**WHAT IS ASKED**
Rewrite every line of the material below, shifting each bounding-box coordinate in the answers up by adding 8 to it. Leave the pictures out of your answer.

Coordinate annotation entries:
■ ■ ■ ■ ■
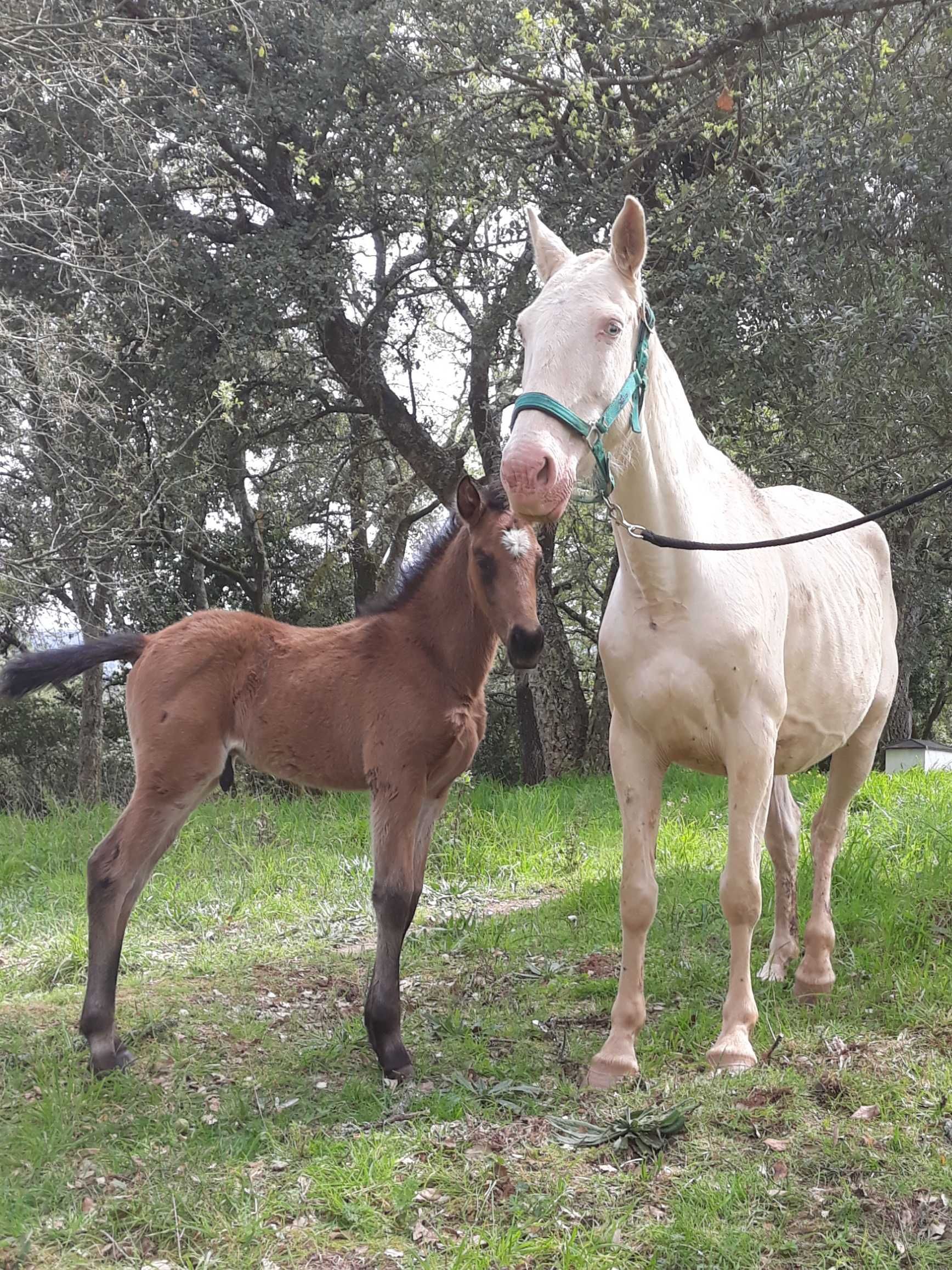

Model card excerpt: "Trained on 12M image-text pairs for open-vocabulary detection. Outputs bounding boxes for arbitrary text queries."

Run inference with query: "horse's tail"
[0,631,146,697]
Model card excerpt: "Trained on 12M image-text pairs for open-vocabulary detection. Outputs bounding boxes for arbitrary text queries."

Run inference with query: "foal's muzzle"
[505,626,546,670]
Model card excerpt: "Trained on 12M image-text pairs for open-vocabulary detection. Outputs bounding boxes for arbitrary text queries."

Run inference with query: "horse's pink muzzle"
[500,433,576,521]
■ ■ ■ ■ ■
**RESULT BELOW**
Model card excerpt: "Trained on 12M image-text pairs for open-vocabulary detection. Outputs bounding boxes for arbitrary text queries."

Run inference with query: "horse's tail"
[8,639,154,705]
Model card excerpt: "Trained on 12M image-text pairs for open-vocabulary detection. Outputs bounding boxes for arbitrary text queries."

Run inference with query: "foal's muzzle"
[513,634,554,678]
Model card excerpt: "Trained on 12M image-text pairs for open-vocabulary detection. Outputs bounding boxes for arbitrary text queries."

Run inference with query: "horse's pink muzzle"
[508,441,584,529]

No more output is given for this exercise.